**Aim of the exercise**: Pick every line out of the entries below that has the string "blue", and copy it.

[[ Records to process open ]]

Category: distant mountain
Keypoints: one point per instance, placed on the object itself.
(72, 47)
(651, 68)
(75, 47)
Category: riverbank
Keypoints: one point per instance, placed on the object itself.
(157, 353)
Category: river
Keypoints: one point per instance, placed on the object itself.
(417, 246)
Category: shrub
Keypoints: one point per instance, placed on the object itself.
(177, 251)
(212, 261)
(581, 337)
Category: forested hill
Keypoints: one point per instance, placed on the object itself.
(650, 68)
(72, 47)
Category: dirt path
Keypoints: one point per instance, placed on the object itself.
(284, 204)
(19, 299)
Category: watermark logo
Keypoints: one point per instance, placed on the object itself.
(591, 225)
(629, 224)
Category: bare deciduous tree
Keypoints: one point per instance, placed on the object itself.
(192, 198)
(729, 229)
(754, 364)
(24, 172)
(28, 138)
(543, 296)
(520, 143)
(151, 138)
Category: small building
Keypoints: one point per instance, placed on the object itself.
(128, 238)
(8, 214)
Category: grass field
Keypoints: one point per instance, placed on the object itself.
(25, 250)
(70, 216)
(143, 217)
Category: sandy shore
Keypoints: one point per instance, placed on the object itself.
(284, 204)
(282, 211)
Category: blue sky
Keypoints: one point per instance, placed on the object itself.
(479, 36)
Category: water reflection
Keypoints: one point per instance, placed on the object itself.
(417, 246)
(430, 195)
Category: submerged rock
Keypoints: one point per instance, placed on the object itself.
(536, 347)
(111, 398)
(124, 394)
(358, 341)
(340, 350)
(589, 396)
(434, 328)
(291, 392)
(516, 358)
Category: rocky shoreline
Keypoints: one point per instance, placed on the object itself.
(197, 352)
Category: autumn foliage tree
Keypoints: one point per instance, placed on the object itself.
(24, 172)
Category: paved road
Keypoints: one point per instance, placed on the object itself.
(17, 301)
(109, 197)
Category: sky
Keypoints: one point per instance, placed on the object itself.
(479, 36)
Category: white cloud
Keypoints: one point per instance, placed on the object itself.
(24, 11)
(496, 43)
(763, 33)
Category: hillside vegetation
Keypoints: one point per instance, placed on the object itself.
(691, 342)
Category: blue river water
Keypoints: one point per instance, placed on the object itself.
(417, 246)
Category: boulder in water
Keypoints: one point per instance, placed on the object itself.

[[ Records to process closed ]]

**Output of the task**:
Category: blue sky
Category: blue river water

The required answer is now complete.